(What is needed)
Carry on the Rutherford Merlot winemaking guide from the point where it stops.

(Supplied passage)
□ □ □
Lab highlights (ETS analysis)

  • Brix: 27.0

  • pH: 3.64

  • TA: 3.5 g/L

  • YAN: 99 mg/L

In practical terms, this means ripe Merlot with real natural acidity and great balance.

merlot_analysis_buy_wine_grape_lab_report

Quick Winemaker Summary (Read This First)

2025 Rutherford AVA Merlot – Frozen Must

  • Chemistry: 27.0 °Brix | pH 3.64 | TA 3.5 g/L | YAN 99 mg/L

  • Style: ripe dark plum, classic Rutherford earth, great natural acidity

  • Water-back: optional 0–2 Brix (style choice, not required)

  • Acid add (optional): ~10 g tartaric per 5-gallon pail to keep freshness post-MLF

  • Yeast: 5 g BDX for earth/structure • Rhône-style for plush plum

  • Nutrients:

    • 5 g Go-Ferm — yeast rehydration

    • 5 g Fermaid O — early fermentation nutrient (recommended regardless of YAN)

  • Cap management: standard punchdowns 2–3×/day — no need for aggressive heat

  • Color / tannin support: 5 g Opti-Red + 7 g FT Rouge Tannin strongly recommended

  • MLF: plan on completing it; use MLF nutrient

  • Oak: let the plum shine — ≤25% new equivalent; start 20–40 g in carboy

  • Overall: easy-to-ferment Merlot with big plum and balanced acidity

Making the 2025 Rutherford Merlot – Details

Let’s dive in!

Style choice: water-back or not?

Use our water addition calculator: CLICK HERE

At 27° Brix, you’re exactly at the stylistic decision point.

  • leave it alone → richer, higher-alcohol Napa style

  • reduce by 1–2 Brix → slightly lighter, more “classic” expression

  • 1 brix dilution - mix .51 liters non-hard chlorine free water with 3.06 grams tartaric acid and add prior to fermentation

  • 2 brix dilution - mix 1.06 liters non-hard chlorine free water with 6.36 grams tartaric acid and add prior to fermentation

Neither option is wrong; it’s purely stylistic.

Optional tartaric acid addition

MLF will lower acidity slightly. To keep the wine fresh and lifted:

👉 add ~10 grams tartaric acid per 5-gallon pail

Optional but recommended if you like brightness in Merlot.







Yeast choices

Two clear stylistic lanes:

  • 5 grams BDX → earth, graphite, Bordeaux structure

  • 5 grams Rhône-style red yeast → rounder texture, more plush plum fruit

Both pair beautifully with this chemistry.

Fermentation & cap management

This Merlot extracts easily—no heroics needed.

  • moderate fermentation temps (low–mid 80s °F peak)

  • 2–3 punchdowns per day

  • no need to chase very hot ferments

Deliberate oxygen addition is not necessary; normal cap work is enough.

Nutrients, color, and tannin management

With YAN at 99 mg/L, support the fermentation with 5 grams of FermAid O but keep it simple.

Strong start

Use:

  • 5 grams Go-Ferm or Flash™ during yeast rehydration

Color & body

  • 5 grams Opti-Red at standard label rate

    • color stability

    • mid-palate density

Fermentation tannin

  • 7 grams FT Rouge Tannin (or equivalent)
□ □ □
Records of labeled points:

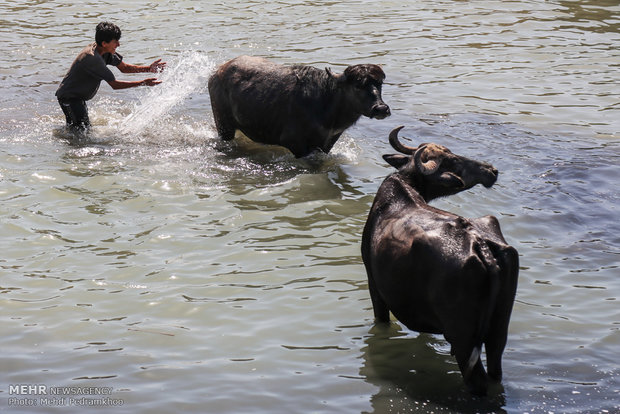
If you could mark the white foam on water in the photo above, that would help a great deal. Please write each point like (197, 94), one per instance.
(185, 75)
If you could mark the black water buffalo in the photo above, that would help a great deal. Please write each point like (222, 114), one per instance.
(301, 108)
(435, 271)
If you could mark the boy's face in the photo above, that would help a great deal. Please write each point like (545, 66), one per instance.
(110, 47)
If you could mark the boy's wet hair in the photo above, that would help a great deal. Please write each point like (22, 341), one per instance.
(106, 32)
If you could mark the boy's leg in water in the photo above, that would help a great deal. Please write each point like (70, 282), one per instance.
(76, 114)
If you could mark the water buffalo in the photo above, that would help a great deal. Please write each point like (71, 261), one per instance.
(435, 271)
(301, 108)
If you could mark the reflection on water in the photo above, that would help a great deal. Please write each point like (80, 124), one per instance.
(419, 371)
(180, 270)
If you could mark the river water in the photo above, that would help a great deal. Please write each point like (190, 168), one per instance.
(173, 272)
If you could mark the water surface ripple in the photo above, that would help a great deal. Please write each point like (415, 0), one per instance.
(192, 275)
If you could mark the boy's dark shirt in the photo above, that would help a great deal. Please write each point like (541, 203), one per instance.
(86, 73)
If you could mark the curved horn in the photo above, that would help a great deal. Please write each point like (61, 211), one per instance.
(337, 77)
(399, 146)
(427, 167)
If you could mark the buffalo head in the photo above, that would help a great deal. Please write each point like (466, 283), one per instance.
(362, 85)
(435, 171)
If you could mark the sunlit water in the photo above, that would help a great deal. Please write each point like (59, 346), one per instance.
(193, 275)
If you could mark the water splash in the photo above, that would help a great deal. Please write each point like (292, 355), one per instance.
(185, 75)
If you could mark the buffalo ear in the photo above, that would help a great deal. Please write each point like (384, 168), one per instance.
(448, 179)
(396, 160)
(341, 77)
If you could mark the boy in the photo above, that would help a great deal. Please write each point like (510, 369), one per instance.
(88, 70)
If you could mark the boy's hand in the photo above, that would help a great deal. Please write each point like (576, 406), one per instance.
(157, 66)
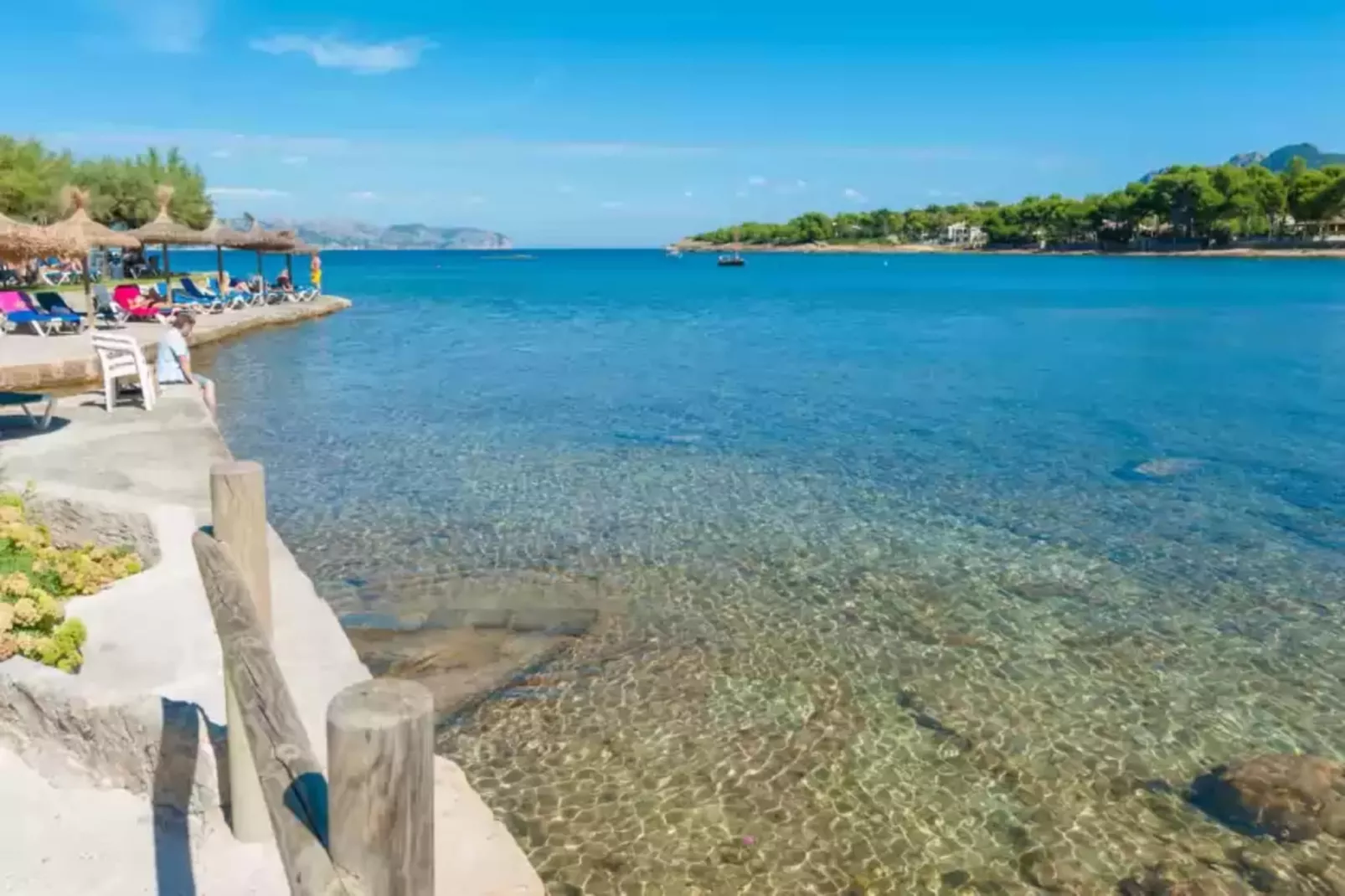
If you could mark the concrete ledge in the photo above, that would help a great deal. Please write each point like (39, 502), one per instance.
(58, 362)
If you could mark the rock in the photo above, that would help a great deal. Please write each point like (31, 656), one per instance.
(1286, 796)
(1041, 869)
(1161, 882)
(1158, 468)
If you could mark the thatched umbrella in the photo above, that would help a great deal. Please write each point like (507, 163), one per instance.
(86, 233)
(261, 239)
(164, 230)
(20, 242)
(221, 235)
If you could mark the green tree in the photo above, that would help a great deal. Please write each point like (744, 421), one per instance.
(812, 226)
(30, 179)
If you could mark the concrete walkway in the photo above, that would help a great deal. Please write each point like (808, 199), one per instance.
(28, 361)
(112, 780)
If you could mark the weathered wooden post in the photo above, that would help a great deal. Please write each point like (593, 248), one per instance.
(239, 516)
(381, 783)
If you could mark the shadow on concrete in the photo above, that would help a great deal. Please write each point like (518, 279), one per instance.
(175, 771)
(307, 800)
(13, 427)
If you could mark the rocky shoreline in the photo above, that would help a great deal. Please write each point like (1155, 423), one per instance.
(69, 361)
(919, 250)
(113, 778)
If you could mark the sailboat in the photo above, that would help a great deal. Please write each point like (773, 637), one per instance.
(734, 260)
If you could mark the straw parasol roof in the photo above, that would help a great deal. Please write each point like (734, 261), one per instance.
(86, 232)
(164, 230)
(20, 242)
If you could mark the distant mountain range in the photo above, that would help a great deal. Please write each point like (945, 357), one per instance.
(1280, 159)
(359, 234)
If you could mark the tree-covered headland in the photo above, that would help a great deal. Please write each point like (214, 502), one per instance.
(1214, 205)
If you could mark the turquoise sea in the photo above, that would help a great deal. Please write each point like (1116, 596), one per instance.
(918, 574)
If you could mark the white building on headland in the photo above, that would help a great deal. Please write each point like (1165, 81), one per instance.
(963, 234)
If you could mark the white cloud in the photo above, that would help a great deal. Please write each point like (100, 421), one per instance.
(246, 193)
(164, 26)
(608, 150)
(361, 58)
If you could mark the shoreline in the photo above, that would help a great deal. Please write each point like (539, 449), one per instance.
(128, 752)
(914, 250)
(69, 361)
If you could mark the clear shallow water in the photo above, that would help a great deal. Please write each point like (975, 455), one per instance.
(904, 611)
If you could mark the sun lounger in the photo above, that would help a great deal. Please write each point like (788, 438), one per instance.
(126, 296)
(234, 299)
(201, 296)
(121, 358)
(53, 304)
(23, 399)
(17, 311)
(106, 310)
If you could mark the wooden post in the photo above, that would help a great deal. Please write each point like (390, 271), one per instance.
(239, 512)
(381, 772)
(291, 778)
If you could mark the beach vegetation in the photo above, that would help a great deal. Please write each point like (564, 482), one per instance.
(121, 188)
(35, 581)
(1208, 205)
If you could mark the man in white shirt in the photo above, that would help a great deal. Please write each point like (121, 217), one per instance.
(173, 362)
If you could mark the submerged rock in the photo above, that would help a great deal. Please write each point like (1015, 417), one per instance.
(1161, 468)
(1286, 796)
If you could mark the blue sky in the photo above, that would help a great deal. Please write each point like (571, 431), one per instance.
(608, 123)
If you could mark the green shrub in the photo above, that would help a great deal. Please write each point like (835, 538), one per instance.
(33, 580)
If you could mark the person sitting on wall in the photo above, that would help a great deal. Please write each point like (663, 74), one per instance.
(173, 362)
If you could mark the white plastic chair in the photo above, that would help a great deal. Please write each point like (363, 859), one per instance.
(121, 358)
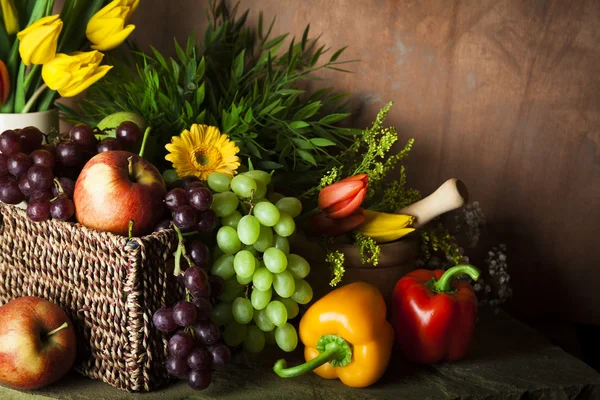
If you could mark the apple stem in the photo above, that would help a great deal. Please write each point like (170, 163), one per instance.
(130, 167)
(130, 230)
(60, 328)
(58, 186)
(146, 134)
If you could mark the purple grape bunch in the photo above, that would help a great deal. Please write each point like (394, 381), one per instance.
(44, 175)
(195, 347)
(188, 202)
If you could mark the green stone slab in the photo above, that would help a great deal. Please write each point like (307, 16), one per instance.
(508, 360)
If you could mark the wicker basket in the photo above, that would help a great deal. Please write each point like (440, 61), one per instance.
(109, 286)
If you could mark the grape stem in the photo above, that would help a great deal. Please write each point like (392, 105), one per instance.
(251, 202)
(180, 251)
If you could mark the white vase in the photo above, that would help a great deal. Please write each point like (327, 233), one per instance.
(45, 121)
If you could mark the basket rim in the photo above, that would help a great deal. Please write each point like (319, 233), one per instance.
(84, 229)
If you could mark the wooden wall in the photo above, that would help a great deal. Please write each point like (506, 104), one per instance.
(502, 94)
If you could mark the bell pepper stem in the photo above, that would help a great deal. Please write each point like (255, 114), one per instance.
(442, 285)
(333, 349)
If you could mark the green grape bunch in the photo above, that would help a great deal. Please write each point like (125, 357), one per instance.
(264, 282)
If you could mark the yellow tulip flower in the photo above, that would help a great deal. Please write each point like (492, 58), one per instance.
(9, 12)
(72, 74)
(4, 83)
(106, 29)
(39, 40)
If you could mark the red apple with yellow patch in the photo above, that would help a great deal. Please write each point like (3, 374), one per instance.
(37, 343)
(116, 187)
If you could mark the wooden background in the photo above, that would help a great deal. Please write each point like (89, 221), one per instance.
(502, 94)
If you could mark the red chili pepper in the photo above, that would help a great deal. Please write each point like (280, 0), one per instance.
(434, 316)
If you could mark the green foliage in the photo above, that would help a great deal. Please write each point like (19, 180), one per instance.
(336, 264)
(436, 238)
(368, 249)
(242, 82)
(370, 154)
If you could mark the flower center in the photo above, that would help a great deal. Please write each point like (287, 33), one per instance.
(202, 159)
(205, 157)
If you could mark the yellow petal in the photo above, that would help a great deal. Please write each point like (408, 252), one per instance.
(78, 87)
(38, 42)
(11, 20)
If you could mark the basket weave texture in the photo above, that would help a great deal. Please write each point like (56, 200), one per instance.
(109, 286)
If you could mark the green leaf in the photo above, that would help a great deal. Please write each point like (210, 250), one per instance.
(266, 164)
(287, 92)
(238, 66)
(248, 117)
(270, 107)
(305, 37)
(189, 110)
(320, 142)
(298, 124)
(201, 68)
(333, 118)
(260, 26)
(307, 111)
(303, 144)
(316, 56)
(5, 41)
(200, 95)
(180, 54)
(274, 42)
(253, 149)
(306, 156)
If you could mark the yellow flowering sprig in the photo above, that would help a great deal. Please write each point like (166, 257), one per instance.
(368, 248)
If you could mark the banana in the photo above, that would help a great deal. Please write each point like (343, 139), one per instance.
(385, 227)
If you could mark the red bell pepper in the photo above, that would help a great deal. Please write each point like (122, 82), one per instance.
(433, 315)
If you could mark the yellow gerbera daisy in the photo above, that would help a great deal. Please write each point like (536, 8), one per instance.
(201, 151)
□ □ □
(Expected output)
    • structure

    • color protection

    • oxidation resistance

During MLF

  • use your preferred MLF nutrient for a clean finish

Field Notes from the Cellar – 2025 Rutherford Merlot

Mateusz, who made two pails of the Rutherford Merlot alongside his Cabernets, shared the following fermentation data and impressions:

Initial Chemistry & Adjustments

Specific Gravity (SG)

1.114 → adjusted to 1.106

Initial pH / TA (g/L)

3.65 / 5.58

YAN

148.96 mg/L

Yeast / MLF (concurrent inoculation)

D21 / VP41

Fermentation Temperature (start/peak)

70°F / 80°F

Post-MLF Acidity

Final pH / TA (g/L)

3.53 / 7.18

He noted:

“The Merlot had a slightly stuck fermentation onset, but caught up eventually.

The Merlot is the most approachable and has a fruity taste and a bit of a perception of sweetness despite being dry.”

He pressed at 12 days after the onset of fermentation. The Merlot was nearly dry at press and finished within two days in secondary.

All lots received:

• Lallzyme EX-V

• Opti-Red

• Three tannin additions during fermentation

• Fermaid O (two additions)

• Cellaring tannins at the end of fermentation

His Take on the Wine

“I am quite happy with the outcome of the acid additions and final acid stats.

The Merlot is quite approachable. I may consider cold stabilizing it to bring down the TA a bit, but at this point, it is quite approachable, so I will not opt for it unless that changes.”

The wine is aging in carboy with Winestix and is planned for a full three years before bottling.

My Commentary

A few things stand out here:

• Final pH of 3.53 is excellent for long-term stability.

• The TA rising to 7.18 g/L post-MLF gives this Merlot backbone — yet he’s still perceiving fruit and approachability.

• The “perception of sweetness despite being dry” is classic ripe Merlot behavior when fruit expression and acid are in balance.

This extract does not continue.